**SOURCE TEXT:**
News

Funeral Mass for Archbishop Maurice Couve de Murville

22/11/2007

The Funeral Mass for Archbishop Maurice Couve de Murville was held in the Metropolitan Cathedral and Basilica of St Chad, in central Birmingham, on the morning of Wednesday 21 November.

The Most Reverend Maurice Noel Leon Couve de Murville, Archbishop Emeritus of Birmingham, died on Saturday 3 November, aged 78. He was the seventh Archbishop of Birmingham, having served from March 1982 until June 1999, when he resigned on the grounds of ill-health.

There was an almost complete turnout of his brother bishops, active and retired, giving witness to the tremendous affection in which he was held.
Priest and deacons from the Archdiocese and wider afield filled both side aisles of the Pugin Cathedral which Archbishop Maurice had done so much to
brighten and enhance.

Archbishop Vincent Nichols welcomed the close family and friends of the late Archbishop Maurice, some of whom had travelled from France and Mauritius. He also greeted representatives from the many theatres in which Archbishop Maurice had worked, together with civic and church leaders. These included the former Bishop of Birmingham, Mark Santer, who worked with the then Bishop Murphy-O'Connor of Arundel & Brighton as Co-Chairman of ARCIC.

Cormac, now Cardinal Murphy-O'Connor, Archbishop of Westminster, with the Apostolic Nuncio to Great Britain, Archbishop Faustino Sainz Muñoz, were on the sanctuary and the Cardinal led the Final Commendation.

In his homily Bishop Kieran Conry of Arundel & Brighton, a former Administrator of St Chad's Cathedral, said: "I hope that the memories that we carry away from this farewell will be of affection, admiration and respect for all that Maurice achieved."

He reminded the congregation that the heart of the celebration was not the memory of the former Archbishop but the memory entrusted to him to be kept alive. "Maurice's own proclamation of this truth was 'filled with awe and great joy'."

**AIM 1:**
Write out the passage of the funeral Mass report between "The Funeral Mass" and "brighten and enhance.", inclusive.
**AIM 2:**
In the funeral Mass report, who led the Final Commendation?
**AIM 3:**
Carry on the funeral Mass report from its last sentence.
These rows come from a separate source unrelated to the funeral Mass report.

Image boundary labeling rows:
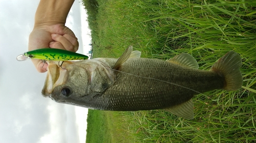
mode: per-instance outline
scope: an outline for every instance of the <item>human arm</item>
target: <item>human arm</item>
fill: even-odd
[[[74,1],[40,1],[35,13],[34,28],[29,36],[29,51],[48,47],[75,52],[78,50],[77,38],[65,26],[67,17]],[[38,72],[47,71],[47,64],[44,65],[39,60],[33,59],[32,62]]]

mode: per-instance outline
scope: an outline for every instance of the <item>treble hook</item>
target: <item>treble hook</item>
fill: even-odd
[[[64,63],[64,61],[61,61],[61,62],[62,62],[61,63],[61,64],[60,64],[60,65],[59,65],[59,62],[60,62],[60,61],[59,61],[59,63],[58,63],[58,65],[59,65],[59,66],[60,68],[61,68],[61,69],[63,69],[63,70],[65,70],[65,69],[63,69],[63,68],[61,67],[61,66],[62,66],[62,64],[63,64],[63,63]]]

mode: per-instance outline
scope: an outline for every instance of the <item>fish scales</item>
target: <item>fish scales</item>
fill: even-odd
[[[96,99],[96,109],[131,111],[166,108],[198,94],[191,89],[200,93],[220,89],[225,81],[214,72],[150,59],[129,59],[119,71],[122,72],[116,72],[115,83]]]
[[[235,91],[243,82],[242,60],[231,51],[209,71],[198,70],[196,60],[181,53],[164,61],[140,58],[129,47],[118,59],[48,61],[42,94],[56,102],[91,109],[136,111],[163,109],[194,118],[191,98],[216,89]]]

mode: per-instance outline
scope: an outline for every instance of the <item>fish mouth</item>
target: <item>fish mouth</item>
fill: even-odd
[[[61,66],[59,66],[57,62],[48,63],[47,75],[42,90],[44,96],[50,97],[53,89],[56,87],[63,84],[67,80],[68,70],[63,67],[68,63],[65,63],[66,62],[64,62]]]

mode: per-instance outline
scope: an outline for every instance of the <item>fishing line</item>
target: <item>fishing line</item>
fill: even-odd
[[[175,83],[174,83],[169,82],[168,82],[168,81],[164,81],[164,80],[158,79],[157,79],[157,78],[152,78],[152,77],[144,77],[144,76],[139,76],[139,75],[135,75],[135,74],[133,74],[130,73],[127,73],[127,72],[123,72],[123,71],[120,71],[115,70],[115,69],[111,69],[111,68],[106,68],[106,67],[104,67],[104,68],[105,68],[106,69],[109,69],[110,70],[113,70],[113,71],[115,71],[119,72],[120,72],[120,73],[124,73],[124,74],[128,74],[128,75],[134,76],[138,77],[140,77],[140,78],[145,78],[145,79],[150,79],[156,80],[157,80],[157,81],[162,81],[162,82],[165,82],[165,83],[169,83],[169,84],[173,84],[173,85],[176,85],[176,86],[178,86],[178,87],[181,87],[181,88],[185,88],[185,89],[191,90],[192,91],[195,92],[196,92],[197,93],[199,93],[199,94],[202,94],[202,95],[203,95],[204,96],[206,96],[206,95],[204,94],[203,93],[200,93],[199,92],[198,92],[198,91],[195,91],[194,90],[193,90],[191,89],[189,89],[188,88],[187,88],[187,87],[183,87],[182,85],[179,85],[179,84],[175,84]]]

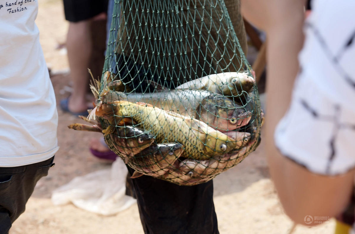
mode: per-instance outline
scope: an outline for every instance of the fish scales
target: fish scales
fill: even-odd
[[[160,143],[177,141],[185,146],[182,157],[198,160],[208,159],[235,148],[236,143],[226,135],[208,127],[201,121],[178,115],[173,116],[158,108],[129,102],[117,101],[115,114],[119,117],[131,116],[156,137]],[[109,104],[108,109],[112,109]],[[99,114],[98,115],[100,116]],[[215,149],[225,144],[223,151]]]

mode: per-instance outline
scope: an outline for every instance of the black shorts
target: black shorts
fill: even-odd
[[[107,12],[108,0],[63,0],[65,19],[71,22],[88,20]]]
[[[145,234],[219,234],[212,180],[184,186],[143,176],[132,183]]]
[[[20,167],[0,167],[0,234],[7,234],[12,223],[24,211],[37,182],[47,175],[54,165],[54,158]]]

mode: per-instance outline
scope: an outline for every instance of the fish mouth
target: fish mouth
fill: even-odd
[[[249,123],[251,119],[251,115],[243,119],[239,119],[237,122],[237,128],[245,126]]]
---
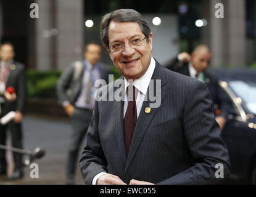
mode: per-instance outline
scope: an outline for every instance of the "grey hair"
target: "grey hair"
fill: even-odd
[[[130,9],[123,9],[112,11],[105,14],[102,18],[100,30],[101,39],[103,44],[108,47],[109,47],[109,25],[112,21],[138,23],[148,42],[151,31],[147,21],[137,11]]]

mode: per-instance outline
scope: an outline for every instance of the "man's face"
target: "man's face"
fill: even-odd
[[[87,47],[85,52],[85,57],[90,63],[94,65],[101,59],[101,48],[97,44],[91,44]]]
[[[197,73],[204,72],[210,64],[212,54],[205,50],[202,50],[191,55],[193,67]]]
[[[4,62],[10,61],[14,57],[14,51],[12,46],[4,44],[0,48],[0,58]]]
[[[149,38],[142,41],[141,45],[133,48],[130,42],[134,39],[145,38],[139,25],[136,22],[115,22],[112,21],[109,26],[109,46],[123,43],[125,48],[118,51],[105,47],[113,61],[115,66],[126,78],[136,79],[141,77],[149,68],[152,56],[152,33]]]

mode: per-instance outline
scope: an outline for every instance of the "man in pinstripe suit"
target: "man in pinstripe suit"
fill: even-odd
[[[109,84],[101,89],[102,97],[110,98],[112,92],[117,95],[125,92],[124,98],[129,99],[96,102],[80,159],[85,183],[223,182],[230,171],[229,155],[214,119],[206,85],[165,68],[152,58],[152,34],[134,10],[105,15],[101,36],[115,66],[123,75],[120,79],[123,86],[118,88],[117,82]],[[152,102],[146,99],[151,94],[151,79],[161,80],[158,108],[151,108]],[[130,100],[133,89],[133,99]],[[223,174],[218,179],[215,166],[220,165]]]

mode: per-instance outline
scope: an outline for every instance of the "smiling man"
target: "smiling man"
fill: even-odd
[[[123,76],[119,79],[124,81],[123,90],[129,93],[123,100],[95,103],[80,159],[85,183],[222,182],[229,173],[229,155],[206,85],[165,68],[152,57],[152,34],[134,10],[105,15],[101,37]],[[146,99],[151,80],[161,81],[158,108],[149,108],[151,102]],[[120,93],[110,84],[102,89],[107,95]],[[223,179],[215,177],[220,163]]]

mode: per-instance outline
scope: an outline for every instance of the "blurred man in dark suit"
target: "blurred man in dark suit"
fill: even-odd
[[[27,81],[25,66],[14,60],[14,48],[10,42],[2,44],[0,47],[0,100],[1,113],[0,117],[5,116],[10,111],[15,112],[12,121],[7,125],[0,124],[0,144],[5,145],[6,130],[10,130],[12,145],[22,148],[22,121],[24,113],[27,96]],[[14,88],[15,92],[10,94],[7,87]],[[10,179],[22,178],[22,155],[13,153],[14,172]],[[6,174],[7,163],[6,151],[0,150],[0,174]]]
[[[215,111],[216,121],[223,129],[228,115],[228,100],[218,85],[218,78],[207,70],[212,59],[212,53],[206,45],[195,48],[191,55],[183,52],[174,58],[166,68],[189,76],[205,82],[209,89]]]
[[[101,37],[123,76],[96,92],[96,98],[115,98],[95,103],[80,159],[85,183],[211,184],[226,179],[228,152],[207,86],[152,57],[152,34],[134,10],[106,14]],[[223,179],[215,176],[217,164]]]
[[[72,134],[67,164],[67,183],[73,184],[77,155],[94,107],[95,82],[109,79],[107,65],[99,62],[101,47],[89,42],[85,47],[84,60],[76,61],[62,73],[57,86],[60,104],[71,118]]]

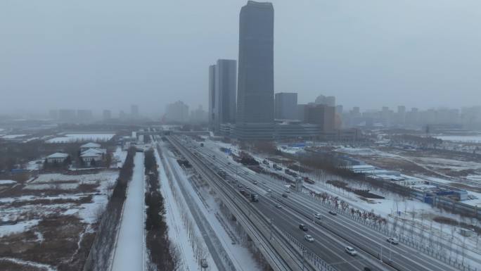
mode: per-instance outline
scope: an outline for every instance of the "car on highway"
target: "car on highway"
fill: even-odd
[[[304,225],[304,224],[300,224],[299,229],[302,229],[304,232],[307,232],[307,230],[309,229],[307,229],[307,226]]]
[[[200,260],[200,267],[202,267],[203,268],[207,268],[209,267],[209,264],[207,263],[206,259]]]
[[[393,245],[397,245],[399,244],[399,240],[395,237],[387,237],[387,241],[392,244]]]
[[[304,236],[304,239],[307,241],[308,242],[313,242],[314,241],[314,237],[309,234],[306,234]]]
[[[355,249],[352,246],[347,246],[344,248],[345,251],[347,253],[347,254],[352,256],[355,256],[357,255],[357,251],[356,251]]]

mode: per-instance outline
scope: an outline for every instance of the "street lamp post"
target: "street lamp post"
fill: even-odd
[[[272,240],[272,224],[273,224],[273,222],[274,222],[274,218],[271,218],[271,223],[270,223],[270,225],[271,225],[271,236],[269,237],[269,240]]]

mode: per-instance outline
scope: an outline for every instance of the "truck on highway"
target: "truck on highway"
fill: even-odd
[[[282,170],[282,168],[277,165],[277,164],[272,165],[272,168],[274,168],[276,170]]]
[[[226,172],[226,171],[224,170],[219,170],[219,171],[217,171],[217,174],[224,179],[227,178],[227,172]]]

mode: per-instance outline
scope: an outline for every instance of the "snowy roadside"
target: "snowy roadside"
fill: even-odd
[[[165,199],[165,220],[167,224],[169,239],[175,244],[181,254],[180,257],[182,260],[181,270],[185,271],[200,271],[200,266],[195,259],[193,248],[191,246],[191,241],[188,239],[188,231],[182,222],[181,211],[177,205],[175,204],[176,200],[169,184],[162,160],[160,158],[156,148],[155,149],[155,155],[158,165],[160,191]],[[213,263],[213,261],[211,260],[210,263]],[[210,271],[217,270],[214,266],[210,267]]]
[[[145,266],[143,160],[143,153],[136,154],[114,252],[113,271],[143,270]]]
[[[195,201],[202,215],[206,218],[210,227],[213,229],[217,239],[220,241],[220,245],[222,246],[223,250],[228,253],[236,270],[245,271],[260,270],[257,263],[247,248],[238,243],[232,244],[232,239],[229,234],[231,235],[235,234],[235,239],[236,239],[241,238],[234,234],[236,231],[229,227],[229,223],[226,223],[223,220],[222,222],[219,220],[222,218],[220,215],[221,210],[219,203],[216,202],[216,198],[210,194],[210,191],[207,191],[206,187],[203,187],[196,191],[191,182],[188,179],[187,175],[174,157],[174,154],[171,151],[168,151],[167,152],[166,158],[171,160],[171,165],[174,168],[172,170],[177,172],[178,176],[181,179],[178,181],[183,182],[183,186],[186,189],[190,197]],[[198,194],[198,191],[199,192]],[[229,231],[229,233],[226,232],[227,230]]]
* * *
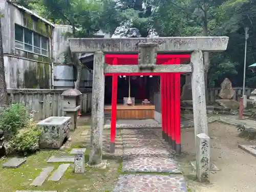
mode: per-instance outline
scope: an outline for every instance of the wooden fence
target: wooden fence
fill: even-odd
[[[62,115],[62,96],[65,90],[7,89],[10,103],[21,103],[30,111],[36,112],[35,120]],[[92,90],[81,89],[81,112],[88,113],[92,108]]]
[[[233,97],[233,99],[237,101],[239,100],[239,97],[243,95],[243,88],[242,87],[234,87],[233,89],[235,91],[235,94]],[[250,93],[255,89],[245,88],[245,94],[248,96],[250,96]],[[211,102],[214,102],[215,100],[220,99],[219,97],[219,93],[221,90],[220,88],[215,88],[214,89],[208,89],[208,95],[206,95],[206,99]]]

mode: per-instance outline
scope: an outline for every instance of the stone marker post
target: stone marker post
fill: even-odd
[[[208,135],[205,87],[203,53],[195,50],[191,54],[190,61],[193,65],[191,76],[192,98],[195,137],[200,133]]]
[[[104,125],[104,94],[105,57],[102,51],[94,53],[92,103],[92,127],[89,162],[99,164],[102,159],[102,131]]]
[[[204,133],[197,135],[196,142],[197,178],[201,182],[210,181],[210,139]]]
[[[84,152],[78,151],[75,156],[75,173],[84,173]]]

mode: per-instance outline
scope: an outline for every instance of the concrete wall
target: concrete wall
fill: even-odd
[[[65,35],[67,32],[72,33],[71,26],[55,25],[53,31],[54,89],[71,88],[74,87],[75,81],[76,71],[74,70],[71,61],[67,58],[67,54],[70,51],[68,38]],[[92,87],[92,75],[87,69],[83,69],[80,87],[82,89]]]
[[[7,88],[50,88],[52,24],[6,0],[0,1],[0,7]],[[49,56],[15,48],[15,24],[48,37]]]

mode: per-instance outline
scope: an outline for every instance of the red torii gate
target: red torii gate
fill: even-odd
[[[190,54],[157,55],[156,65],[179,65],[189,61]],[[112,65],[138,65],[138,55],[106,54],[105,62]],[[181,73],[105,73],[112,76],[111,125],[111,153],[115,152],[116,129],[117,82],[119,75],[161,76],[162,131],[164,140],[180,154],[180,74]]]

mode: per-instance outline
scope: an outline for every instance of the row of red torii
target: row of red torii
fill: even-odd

**FINAL RESULT 1:**
The Funeral Mass for Archbishop Maurice Couve de Murville was held in the Metropolitan Cathedral and Basilica of St Chad, in central Birmingham, on the morning of Wednesday 21 November.

The Most Reverend Maurice Noel Leon Couve de Murville, Archbishop Emeritus of Birmingham, died on Saturday 3 November, aged 78. He was the seventh Archbishop of Birmingham, having served from March 1982 until June 1999, when he resigned on the grounds of ill-health.

There was an almost complete turnout of his brother bishops, active and retired, giving witness to the tremendous affection in which he was held.
Priest and deacons from the Archdiocese and wider afield filled both side aisles of the Pugin Cathedral which Archbishop Maurice had done so much to
brighten and enhance.

**FINAL RESULT 2:**
Cardinal Murphy-O'Connor, Archbishop of Westminster, led the Final Commendation.

**FINAL RESULT 3:**
Bishop Conry continued: "The late Archbishop knew that it was his task to preach the faith, and he did it with enthusiasm and energy. This cathedral, restored after its 'modernisation' in the 1960's, is testimony to that energy.

"Today, when we are at risk of losing our confidence in the face, not just of indifference and apathy, but now a genuine suspicion of and hostility towards religion, we are called on not only to hold our nerve, but to go out to those who have strayed, to those in tears and despair and bring them back."

Bishop Conry concluded: "Archbishop Maurice undoubtedly longed for the appearing of his Lord. Let us keep this memory of him alive."

Popular hymns, sung with gusto by the whole congregation, included Cardinal Newman's "Praise to the Holiest in the Height" and, at Communion, "Soul of My Saviour".

When the coffin was lifted from the imposing catafalque and borne outside St Chad's Cathedral, all the bishops, priests and deacons formed an honour guard for Archbishop Maurice's mortal remains as they were placed in the hearse.

Archbishop Maurice Couve de Murville was then buried in the cemetery at St Mary's College, Oscott, the Diocesan Seminary, dear to his heart, situated on the outskirts of Birmingham.

ARCHBISHOP MAURICE'S BODY RECEIVED INTO ST CHAD'S CATHEDRAL

The reception of the body of Archbishop Maurice Couve de Murville into St Chad's Cathedral, by Archbishop Vincent Nichols, took place at 4.00pm on Monday 19 November.

The Canons of St Chad's Cathedral, in full choir dress, headed the procession that included Bishop Philip Pargeter, an auxiliary Bishop of Birmingham, Bishop Terence Brain of Salford, a former auxiliary Bishop of Birmingham, and Bishop George Stack, an auxiliary Bishop in the Archdiocese of Westminster.

Priests and parishioners from parishes throughout the Archdiocese of Birmingham were present in the Cathedral and took part in a poignant Evening Prayer for the Dead.

The homily was given by Bishop Leo McCartie, Bishop Emeritus of Northampton and himself a former auxiliary Bishop of Birmingham.

Archbishop-elect, Fr Maurice Couve de Murville, had been introduced to the media outside St Chad's Cathedral by Bishop Leo McCartie and Bishop Joseph Cleary following the surprise announcement from the Holy See on 22 January
1982 that he was to succeed Archbishop George Patrick Dwyer as Archbishop of Birmingham.

MASS FOR DIOCESAN SECONDARY SCHOOLS

Archbishop Maurice was assiduous in his visits to the secondary schools of the diocese and his successor, Archbishop Vincent Nichols, celebrated a special Mass attended for representatives of these schools, at 12.15pm on Tuesday 20 November.

Headteachers, members of staff and pupils from schools throughout the Archdiocese of Birmingham, packed the Cathedral. The altar servers, the readers, and those in the offertory procession were all drawn from the ranks of the school pupils.

The homily was given by Fr Giles Goward, Parish Priest of Caversham, near Reading, a former Anglican, who had served as Secretary to Archbishop Maurice from 1996 until he retired as Archbishop of Birmingham in 1999.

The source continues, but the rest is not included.